Stated exercise — Please write out the rows below character for character. Begin at the line that contains "the framed botanical" and stop after the final line of the rows.

===== Data section =====

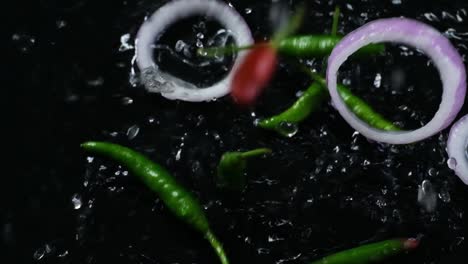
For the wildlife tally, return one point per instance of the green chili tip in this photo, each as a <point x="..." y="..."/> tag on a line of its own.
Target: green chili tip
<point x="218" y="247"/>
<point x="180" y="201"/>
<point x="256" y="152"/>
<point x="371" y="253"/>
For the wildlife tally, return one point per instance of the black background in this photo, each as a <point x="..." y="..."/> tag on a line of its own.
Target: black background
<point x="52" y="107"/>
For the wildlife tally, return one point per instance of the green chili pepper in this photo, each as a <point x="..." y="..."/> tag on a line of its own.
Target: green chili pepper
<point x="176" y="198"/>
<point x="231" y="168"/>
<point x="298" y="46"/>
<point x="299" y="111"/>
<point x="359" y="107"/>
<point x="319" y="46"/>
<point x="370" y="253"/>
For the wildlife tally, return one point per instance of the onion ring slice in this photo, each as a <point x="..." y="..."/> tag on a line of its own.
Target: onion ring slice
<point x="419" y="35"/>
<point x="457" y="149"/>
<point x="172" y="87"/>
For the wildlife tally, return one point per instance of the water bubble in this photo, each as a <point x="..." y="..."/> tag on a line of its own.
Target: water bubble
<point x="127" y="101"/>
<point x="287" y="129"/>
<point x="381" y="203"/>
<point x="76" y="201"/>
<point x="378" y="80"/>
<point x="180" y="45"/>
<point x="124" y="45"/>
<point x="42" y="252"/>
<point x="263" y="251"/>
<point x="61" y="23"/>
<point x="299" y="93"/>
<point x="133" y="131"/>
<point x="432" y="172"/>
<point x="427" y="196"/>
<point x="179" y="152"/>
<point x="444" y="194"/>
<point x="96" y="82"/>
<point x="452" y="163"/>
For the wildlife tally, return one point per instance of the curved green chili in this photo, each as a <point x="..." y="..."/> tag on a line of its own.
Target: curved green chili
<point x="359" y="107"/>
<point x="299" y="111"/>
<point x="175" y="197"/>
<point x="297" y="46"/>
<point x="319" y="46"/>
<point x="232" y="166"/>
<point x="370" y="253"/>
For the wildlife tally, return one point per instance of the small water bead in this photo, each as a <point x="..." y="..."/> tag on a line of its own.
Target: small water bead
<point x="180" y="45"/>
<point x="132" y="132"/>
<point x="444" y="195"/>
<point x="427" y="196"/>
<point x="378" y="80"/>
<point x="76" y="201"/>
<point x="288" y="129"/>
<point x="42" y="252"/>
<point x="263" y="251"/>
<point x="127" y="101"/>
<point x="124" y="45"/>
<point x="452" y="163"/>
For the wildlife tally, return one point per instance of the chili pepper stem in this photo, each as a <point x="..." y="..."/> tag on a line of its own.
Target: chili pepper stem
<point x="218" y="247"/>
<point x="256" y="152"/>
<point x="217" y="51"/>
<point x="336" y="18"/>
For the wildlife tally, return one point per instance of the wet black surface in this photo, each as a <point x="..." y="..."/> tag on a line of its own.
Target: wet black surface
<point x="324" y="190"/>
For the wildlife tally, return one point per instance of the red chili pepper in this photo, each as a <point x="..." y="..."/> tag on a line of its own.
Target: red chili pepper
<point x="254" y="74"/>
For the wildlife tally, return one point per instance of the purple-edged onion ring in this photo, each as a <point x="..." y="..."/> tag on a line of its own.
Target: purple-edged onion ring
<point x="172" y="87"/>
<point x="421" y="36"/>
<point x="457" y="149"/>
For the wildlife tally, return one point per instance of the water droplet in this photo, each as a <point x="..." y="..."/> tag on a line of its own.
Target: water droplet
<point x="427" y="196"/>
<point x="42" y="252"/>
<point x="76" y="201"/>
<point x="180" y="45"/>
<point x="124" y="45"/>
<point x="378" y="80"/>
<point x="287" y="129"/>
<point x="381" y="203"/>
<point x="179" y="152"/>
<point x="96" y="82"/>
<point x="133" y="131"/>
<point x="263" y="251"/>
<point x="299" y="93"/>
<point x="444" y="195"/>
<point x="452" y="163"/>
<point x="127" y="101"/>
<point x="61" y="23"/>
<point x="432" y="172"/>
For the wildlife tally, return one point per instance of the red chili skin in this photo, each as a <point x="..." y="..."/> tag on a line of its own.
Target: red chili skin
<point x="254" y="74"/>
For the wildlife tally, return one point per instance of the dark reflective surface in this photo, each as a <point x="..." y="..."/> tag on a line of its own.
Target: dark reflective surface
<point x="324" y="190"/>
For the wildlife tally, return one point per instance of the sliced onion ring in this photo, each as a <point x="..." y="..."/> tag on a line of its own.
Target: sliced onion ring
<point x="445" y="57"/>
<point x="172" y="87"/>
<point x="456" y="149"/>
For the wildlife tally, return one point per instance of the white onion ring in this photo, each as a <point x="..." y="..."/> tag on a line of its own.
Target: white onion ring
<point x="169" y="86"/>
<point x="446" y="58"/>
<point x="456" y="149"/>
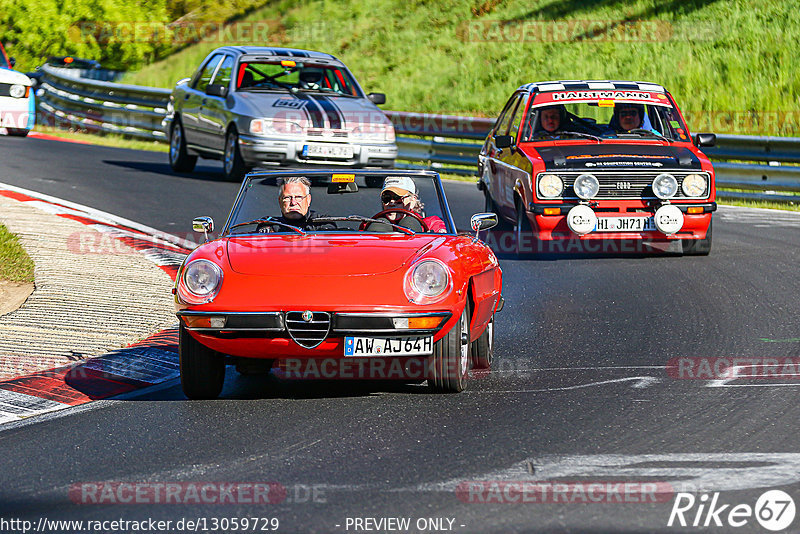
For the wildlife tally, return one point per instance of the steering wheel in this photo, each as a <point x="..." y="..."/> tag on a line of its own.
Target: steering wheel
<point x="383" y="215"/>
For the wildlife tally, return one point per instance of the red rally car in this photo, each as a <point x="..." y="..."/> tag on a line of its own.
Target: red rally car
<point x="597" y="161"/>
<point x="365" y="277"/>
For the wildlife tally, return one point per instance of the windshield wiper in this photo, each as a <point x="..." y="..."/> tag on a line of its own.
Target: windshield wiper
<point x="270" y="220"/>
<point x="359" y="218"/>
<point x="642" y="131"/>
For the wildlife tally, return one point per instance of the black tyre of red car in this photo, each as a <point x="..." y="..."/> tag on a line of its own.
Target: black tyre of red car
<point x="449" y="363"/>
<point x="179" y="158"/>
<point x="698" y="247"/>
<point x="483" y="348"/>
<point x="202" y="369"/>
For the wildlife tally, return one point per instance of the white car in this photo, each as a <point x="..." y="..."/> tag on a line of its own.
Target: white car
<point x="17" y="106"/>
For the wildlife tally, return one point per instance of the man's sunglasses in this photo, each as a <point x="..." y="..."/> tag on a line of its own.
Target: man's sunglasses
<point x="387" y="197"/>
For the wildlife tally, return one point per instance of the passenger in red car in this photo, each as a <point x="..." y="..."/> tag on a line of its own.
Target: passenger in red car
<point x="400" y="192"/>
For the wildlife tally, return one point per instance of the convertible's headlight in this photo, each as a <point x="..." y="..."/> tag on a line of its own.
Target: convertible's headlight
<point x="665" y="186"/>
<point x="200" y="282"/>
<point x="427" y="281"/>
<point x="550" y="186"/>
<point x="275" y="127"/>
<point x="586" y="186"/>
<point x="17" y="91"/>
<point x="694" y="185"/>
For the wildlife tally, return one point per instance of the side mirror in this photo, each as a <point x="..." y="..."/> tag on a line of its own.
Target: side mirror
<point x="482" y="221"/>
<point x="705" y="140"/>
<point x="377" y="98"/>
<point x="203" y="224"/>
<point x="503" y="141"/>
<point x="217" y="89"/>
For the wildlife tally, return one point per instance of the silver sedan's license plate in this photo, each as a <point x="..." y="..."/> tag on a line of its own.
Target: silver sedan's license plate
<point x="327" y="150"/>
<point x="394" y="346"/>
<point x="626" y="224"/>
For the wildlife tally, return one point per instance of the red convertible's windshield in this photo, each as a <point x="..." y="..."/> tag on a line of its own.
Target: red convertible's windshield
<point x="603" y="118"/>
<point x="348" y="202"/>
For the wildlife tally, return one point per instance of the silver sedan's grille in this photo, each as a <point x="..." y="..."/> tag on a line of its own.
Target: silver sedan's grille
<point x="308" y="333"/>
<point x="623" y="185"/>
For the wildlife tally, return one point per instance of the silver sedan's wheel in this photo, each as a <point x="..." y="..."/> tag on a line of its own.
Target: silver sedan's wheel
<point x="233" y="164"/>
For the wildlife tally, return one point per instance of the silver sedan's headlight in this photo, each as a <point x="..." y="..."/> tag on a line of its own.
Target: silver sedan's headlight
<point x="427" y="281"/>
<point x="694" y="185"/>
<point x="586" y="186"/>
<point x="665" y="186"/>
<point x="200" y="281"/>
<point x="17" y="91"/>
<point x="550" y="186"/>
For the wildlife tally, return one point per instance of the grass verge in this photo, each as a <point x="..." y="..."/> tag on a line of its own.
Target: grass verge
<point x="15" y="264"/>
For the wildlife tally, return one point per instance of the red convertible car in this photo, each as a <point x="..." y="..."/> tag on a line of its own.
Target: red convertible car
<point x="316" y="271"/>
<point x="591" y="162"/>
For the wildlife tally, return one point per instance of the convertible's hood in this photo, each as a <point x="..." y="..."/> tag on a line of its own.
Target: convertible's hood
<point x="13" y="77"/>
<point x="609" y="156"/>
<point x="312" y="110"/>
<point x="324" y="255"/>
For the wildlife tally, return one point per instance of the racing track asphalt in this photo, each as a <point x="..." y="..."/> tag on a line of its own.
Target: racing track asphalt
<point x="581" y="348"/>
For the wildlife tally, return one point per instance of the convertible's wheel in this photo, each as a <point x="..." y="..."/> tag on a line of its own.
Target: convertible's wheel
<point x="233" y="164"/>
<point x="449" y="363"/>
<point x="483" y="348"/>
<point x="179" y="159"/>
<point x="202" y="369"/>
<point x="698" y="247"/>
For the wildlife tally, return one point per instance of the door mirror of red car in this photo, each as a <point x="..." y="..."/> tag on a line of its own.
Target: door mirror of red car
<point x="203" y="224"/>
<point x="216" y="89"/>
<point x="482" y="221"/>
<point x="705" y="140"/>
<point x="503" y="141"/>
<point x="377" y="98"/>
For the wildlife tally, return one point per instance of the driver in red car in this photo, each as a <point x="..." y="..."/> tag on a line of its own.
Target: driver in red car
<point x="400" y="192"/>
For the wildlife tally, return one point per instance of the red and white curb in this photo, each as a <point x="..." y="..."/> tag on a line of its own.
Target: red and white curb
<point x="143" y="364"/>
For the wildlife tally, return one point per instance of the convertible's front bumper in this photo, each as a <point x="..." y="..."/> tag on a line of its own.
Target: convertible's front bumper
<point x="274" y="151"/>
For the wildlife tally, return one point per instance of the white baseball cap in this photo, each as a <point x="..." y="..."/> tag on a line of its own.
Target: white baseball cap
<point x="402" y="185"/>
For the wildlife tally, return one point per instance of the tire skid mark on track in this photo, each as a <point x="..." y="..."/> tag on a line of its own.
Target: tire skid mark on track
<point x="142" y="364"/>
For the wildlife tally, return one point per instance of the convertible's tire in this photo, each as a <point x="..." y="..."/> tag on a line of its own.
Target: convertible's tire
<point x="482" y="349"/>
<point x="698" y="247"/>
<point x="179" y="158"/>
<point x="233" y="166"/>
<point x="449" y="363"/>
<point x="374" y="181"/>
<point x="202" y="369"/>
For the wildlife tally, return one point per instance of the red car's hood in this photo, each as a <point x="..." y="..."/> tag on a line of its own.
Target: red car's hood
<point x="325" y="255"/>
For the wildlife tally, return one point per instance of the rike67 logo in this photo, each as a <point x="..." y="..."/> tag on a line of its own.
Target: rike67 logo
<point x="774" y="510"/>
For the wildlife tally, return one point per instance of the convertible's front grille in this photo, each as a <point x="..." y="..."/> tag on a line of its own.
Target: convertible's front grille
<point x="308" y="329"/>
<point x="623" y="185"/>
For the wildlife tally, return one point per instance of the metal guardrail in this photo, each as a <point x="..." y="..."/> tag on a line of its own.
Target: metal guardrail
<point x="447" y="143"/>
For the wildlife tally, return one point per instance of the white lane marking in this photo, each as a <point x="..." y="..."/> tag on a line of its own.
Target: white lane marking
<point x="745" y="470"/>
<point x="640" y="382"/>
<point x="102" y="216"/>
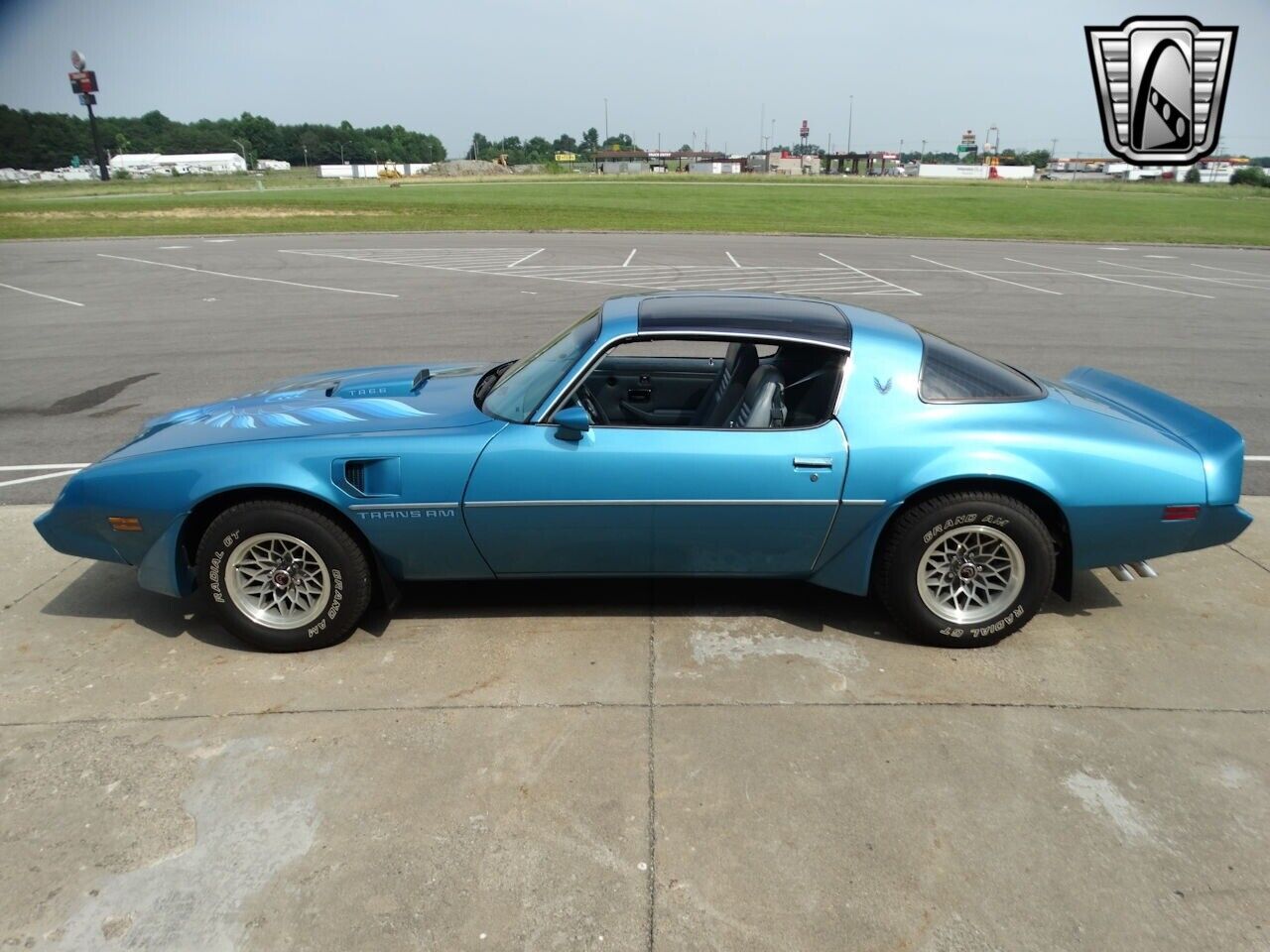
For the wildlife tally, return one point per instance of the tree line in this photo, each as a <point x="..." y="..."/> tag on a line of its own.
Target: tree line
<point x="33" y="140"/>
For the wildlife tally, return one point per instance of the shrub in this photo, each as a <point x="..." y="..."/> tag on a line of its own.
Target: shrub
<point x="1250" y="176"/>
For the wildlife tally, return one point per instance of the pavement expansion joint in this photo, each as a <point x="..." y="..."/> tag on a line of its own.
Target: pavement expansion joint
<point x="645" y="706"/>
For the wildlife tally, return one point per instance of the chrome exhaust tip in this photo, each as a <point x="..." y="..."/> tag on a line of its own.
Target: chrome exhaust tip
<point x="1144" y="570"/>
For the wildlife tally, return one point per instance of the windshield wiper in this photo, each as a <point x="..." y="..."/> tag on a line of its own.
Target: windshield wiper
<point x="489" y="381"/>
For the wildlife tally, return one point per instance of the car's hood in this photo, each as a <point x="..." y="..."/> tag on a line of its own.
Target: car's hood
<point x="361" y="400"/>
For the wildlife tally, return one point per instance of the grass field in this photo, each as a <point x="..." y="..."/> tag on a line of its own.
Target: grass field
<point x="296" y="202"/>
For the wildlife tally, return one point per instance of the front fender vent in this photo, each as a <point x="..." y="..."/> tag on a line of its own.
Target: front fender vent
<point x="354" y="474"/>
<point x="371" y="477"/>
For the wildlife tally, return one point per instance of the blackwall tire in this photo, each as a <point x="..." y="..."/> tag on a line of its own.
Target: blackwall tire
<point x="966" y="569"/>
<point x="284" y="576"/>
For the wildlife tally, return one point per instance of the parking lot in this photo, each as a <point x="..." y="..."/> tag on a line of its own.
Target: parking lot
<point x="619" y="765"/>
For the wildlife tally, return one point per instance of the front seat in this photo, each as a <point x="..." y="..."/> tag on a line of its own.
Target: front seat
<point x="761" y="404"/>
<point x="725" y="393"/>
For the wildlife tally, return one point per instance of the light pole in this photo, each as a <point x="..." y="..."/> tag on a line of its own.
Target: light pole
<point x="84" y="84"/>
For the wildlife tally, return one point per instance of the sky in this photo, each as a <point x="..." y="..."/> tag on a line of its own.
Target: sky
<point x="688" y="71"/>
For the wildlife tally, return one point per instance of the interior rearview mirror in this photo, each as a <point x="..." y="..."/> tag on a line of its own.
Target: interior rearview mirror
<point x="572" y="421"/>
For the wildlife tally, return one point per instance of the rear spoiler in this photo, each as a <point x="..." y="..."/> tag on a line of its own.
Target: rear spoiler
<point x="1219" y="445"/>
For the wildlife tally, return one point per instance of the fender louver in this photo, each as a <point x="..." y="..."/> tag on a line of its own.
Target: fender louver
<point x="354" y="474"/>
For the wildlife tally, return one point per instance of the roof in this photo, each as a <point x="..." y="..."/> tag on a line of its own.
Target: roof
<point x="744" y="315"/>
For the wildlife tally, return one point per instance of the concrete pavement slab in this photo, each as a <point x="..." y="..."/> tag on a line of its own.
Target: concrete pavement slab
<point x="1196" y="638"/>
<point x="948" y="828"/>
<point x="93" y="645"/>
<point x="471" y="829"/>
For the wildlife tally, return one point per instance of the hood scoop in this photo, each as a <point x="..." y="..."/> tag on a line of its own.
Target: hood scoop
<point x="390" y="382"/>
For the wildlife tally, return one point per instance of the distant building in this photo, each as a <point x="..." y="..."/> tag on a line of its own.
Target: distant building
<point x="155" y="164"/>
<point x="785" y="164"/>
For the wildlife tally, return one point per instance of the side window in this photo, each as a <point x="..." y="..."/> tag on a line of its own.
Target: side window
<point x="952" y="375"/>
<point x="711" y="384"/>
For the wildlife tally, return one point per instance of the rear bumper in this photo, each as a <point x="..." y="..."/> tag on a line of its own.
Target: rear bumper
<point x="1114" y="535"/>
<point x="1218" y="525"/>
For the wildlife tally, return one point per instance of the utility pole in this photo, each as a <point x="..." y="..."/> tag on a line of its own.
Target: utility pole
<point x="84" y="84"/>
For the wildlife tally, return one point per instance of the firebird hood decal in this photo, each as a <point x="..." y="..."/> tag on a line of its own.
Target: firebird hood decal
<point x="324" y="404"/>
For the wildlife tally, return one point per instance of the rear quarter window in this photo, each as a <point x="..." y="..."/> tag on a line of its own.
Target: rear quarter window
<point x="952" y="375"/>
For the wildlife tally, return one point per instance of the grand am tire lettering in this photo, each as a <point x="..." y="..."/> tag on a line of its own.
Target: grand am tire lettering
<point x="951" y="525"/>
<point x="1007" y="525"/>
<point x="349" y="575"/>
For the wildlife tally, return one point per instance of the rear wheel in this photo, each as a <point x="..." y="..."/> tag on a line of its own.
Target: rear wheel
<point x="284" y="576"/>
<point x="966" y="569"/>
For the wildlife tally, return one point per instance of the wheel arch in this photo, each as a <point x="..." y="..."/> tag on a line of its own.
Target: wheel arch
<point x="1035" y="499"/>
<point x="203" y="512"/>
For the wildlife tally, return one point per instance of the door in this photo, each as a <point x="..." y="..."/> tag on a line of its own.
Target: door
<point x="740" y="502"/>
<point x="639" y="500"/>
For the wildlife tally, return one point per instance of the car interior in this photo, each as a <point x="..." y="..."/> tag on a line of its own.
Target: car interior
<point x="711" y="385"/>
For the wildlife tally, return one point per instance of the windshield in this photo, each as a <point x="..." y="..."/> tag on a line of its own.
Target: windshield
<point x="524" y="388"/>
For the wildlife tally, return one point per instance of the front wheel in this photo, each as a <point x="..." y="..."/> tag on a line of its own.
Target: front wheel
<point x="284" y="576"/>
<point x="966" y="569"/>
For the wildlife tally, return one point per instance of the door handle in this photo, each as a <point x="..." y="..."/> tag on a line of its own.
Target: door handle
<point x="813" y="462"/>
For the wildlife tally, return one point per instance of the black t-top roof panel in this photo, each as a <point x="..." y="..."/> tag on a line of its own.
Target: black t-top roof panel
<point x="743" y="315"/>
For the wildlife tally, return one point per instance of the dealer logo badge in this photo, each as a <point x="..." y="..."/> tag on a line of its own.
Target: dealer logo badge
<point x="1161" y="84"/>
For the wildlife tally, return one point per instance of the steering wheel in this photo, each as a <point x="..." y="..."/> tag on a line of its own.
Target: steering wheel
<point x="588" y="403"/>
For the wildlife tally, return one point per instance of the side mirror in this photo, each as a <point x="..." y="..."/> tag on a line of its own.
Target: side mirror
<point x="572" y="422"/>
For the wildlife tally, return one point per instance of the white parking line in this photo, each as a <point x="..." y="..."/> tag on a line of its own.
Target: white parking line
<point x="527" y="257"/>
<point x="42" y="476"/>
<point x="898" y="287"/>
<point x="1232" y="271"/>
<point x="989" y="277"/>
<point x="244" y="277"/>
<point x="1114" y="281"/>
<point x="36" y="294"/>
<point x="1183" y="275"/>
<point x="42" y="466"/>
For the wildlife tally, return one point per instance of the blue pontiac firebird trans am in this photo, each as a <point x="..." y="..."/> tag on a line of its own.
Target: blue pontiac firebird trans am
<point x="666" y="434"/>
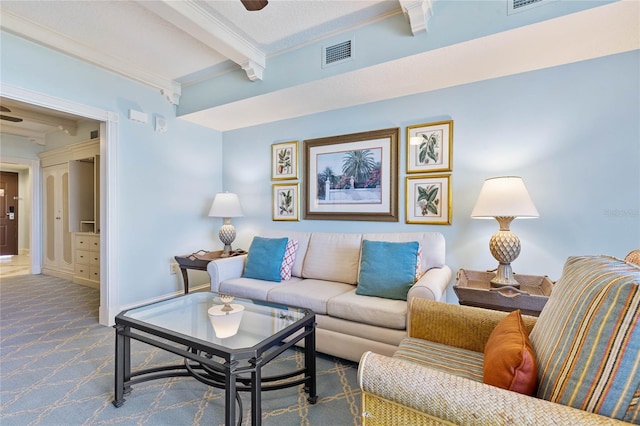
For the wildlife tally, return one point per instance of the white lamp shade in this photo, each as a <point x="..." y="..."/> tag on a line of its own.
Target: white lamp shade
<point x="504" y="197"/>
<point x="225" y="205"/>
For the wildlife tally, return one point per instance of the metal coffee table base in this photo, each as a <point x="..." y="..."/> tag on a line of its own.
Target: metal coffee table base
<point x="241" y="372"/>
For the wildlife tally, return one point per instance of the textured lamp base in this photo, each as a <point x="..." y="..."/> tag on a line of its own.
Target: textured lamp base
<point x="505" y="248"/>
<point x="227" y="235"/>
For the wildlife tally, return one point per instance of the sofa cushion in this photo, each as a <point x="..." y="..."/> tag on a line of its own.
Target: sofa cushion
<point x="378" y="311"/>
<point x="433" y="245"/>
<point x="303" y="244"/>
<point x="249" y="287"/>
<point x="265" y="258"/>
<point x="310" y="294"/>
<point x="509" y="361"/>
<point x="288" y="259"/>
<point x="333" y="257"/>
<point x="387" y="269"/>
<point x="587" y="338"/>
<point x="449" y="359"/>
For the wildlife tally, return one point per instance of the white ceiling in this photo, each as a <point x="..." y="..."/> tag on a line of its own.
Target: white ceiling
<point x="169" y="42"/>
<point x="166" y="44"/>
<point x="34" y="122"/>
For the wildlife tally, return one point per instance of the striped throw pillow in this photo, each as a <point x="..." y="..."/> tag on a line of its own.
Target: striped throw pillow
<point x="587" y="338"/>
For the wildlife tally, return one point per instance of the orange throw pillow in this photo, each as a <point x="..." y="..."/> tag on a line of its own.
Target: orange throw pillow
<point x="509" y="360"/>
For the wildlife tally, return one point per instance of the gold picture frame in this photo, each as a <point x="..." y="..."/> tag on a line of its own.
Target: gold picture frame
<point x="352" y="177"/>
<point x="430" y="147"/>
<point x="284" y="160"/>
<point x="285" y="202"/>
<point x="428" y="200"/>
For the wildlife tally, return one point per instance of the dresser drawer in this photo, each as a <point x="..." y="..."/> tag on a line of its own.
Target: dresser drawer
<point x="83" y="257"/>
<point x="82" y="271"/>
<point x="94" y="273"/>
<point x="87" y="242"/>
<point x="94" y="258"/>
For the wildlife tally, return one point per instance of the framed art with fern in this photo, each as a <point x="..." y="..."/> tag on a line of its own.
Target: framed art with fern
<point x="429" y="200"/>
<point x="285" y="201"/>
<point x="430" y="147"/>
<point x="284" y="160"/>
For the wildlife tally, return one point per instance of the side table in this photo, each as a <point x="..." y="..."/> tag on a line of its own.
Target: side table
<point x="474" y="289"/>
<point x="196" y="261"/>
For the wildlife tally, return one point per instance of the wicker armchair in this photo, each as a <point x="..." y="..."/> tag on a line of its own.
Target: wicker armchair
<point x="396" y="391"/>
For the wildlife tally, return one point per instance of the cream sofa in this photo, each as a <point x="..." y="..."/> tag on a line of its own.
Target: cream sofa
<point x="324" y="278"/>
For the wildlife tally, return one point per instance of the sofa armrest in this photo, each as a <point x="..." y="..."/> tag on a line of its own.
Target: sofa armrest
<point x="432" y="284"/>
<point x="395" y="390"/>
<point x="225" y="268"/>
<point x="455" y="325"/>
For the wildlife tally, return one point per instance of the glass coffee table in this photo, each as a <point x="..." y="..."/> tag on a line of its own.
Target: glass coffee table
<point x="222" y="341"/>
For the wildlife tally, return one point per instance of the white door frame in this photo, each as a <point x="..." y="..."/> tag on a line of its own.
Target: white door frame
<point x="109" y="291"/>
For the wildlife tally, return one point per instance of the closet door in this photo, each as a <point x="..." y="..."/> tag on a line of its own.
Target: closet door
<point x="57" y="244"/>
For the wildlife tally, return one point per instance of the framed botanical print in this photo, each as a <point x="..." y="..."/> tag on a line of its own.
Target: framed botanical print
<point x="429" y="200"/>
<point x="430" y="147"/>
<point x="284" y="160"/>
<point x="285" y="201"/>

=====

Solved exercise —
For the wildlife tally, return one point per instance of the framed botanical print in this photo, each as a <point x="..." y="..."/> tag on a line of its own.
Target: framed botanical print
<point x="429" y="200"/>
<point x="430" y="147"/>
<point x="284" y="160"/>
<point x="285" y="201"/>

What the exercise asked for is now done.